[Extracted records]
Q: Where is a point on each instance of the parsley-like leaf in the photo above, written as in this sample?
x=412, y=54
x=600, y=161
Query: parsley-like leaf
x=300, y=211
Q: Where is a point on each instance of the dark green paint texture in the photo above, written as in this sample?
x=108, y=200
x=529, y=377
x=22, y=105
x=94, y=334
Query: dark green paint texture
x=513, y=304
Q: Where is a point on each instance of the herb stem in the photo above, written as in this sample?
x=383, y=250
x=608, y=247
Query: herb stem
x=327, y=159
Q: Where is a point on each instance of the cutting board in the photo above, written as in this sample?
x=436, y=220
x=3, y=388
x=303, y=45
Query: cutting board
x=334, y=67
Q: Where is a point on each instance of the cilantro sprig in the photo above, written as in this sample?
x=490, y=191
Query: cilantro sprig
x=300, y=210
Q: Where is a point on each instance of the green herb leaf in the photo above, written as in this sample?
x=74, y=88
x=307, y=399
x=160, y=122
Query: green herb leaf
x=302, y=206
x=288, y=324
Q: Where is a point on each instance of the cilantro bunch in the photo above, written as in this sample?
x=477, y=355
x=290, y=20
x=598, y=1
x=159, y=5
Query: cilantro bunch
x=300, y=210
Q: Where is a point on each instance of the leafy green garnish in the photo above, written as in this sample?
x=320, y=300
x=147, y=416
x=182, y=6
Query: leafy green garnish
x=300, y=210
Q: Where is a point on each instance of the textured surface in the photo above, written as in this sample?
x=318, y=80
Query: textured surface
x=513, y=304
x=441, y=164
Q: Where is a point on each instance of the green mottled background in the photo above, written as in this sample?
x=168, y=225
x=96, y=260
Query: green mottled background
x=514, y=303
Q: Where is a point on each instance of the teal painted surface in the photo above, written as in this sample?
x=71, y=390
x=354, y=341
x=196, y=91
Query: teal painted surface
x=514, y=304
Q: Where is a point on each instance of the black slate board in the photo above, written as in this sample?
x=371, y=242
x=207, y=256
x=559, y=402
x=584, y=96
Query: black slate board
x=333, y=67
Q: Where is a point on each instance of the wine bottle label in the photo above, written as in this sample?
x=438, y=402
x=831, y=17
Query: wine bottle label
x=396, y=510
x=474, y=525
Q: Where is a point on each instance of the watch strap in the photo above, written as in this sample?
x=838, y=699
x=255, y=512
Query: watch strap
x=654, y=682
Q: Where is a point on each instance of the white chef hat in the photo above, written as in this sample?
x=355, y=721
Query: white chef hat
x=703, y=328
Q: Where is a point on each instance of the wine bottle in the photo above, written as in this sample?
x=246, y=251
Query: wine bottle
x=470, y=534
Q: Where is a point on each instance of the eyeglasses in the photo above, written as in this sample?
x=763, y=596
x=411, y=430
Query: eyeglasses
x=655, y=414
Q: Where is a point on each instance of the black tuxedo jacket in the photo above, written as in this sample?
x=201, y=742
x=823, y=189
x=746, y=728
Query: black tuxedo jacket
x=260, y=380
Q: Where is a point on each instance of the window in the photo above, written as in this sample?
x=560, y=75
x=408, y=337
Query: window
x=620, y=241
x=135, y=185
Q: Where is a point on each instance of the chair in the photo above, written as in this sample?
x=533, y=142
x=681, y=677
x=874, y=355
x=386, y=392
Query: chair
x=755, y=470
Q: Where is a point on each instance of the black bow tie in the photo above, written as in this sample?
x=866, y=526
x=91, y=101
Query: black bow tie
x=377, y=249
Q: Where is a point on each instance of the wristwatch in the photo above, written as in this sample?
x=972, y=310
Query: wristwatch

_WHAT THE EXERCISE ASKS_: Retype exactly, please, each line from the line that contains "wine bottle in" through the last line of the entries above, with nothing added.

_SOLUTION TO THE PROBLEM_:
Q: Where is a point on each instance of the wine bottle in the photo above, written as in this sample?
x=246, y=251
Query: wine bottle
x=470, y=534
Q: Where is a point on each instance of the eyeglasses in the photo above, written as in this sample?
x=763, y=596
x=411, y=430
Query: eyeglasses
x=655, y=414
Q: Where is a point on each instance of the black tuxedo jacket in the photo above, written as in this sample?
x=201, y=742
x=823, y=189
x=746, y=728
Query: black tuxedo jacket
x=260, y=380
Q: Where is a point on each instance of the window in the photo above, written as in this sample?
x=560, y=75
x=408, y=337
Query: window
x=620, y=241
x=135, y=185
Q: Where is a point on each instance of the chair in the photo above, written as in this sample?
x=533, y=142
x=681, y=677
x=874, y=355
x=386, y=392
Query: chair
x=755, y=470
Q: Where is a point on each instance of the black bow tie in the photo above, written as in this sample?
x=866, y=526
x=91, y=101
Query: black bow tie
x=377, y=249
Q: Where is a point on each instance of the wristwatch in the photo above, written as in this sample?
x=972, y=310
Query: wristwatch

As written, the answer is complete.